» Labeled contour entries
**********

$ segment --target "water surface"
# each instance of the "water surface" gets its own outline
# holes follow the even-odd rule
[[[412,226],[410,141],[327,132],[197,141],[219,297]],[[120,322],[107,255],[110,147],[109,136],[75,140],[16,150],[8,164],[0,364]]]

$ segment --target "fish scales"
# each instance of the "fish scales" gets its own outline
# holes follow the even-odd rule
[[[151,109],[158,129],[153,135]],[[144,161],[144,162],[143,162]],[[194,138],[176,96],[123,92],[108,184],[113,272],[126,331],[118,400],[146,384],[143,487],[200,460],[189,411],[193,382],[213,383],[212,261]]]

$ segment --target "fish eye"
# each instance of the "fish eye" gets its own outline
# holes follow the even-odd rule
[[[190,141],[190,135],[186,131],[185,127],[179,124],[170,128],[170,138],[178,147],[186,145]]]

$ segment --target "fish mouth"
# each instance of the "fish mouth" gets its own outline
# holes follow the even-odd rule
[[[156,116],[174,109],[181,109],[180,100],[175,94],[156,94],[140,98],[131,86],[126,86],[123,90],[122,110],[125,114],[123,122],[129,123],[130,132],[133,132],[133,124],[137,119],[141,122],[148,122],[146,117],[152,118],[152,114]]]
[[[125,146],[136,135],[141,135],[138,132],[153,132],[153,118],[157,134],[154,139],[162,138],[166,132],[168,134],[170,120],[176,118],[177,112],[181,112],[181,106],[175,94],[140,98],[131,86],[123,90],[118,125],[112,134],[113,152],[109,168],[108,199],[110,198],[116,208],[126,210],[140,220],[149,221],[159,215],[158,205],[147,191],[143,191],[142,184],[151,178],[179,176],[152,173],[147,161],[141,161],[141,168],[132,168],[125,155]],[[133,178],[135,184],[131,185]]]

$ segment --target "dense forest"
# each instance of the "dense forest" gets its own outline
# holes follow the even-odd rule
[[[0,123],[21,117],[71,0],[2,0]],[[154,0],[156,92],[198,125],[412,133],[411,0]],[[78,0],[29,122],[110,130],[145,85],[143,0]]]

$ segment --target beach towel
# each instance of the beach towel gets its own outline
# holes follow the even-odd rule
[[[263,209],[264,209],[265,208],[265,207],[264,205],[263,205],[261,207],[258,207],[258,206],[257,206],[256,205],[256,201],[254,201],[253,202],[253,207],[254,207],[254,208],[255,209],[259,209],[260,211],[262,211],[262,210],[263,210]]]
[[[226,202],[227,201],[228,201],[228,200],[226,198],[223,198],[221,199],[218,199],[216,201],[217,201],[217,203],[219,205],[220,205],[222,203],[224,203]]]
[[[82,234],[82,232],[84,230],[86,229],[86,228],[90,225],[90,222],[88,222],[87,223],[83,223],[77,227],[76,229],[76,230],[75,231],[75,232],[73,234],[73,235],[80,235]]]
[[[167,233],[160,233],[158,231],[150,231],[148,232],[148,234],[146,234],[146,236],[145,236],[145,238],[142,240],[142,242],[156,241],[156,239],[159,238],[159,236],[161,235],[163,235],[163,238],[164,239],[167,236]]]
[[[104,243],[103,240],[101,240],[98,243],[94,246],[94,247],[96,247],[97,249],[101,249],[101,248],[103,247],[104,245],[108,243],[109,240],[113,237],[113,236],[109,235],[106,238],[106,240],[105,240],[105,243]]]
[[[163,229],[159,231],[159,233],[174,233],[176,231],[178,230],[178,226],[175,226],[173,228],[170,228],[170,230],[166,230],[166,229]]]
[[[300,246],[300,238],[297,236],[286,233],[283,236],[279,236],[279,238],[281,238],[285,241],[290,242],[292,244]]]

**********

» Given problem
Working from the material above, retype it in its entirety without change.

» Response
$ segment --target "water surface"
# each instance of the "water surface" gets its own outline
# holes follow the even-odd rule
[[[412,226],[410,141],[327,132],[197,141],[219,297]],[[120,322],[107,255],[110,147],[109,136],[75,140],[16,150],[8,164],[0,364]]]

$ segment --target "fish scales"
# each instance of the "fish scales" gets its own outline
# holes follow the even-odd rule
[[[151,109],[158,129],[153,135]],[[144,161],[144,162],[143,162]],[[194,138],[176,96],[123,92],[108,184],[113,272],[126,331],[118,400],[146,384],[143,487],[200,460],[189,411],[193,382],[213,383],[212,261]]]

$ segment --target "fish eye"
# each instance of the "fish eye" gets its own outline
# holes follow the even-odd rule
[[[190,141],[190,135],[186,131],[185,127],[179,124],[170,128],[170,138],[178,147],[186,145]]]

$ segment --target "fish mouth"
# each instance of the "fish mouth" gets its own outline
# holes follow the even-odd rule
[[[156,116],[174,109],[181,109],[180,100],[175,94],[156,94],[140,98],[131,86],[126,86],[123,90],[122,110],[125,114],[123,122],[129,123],[130,132],[133,132],[133,124],[137,119],[141,122],[148,122],[146,117],[152,118],[152,114]]]
[[[125,146],[136,135],[141,135],[138,132],[153,132],[153,118],[157,134],[154,139],[162,138],[166,132],[168,134],[170,120],[176,118],[177,112],[181,112],[181,106],[175,94],[140,98],[131,86],[123,90],[118,125],[112,134],[113,152],[109,168],[108,199],[110,198],[116,208],[126,210],[140,220],[149,221],[159,215],[158,205],[147,191],[143,191],[142,184],[151,178],[179,176],[152,173],[147,161],[141,161],[141,168],[132,168],[125,155]],[[133,178],[135,184],[131,185]]]

$ segment --target "dense forest"
# each instance of the "dense forest" gets its own outline
# holes follow the even-odd rule
[[[0,123],[21,117],[71,0],[2,0]],[[154,0],[156,92],[198,125],[412,133],[411,0]],[[78,0],[29,122],[110,130],[145,85],[143,0]]]

$ segment --target beach towel
# each instance of the beach towel gets its own outline
# holes follow the even-odd rule
[[[263,209],[264,209],[265,208],[265,207],[264,205],[263,205],[261,207],[258,207],[258,206],[257,206],[256,205],[256,201],[254,201],[253,202],[253,207],[254,207],[254,208],[255,209],[259,209],[260,211],[262,211],[262,210],[263,210]]]
[[[226,202],[227,201],[228,201],[228,200],[226,198],[223,198],[221,199],[218,199],[216,201],[217,201],[217,203],[219,205],[220,205],[222,203],[224,203]]]
[[[82,234],[82,232],[84,230],[86,229],[86,228],[90,225],[90,222],[88,222],[87,223],[83,223],[77,227],[76,229],[76,230],[75,231],[75,232],[73,234],[73,235],[80,235]]]
[[[167,233],[160,233],[158,231],[150,231],[148,232],[148,234],[146,234],[146,236],[145,236],[145,238],[142,240],[142,242],[156,241],[156,239],[159,238],[159,236],[161,235],[163,235],[163,238],[164,239],[167,236]]]
[[[104,243],[103,240],[101,240],[98,243],[94,246],[94,247],[96,247],[97,249],[101,249],[101,248],[103,247],[104,245],[108,243],[109,240],[113,237],[113,236],[109,235],[106,238],[106,240],[105,240],[105,243]]]
[[[163,229],[159,231],[159,233],[174,233],[176,231],[178,230],[178,226],[175,226],[173,228],[170,228],[170,230],[166,230],[166,229]]]
[[[300,246],[300,238],[297,236],[286,233],[283,236],[279,236],[279,238],[281,238],[285,241],[290,242],[292,244]]]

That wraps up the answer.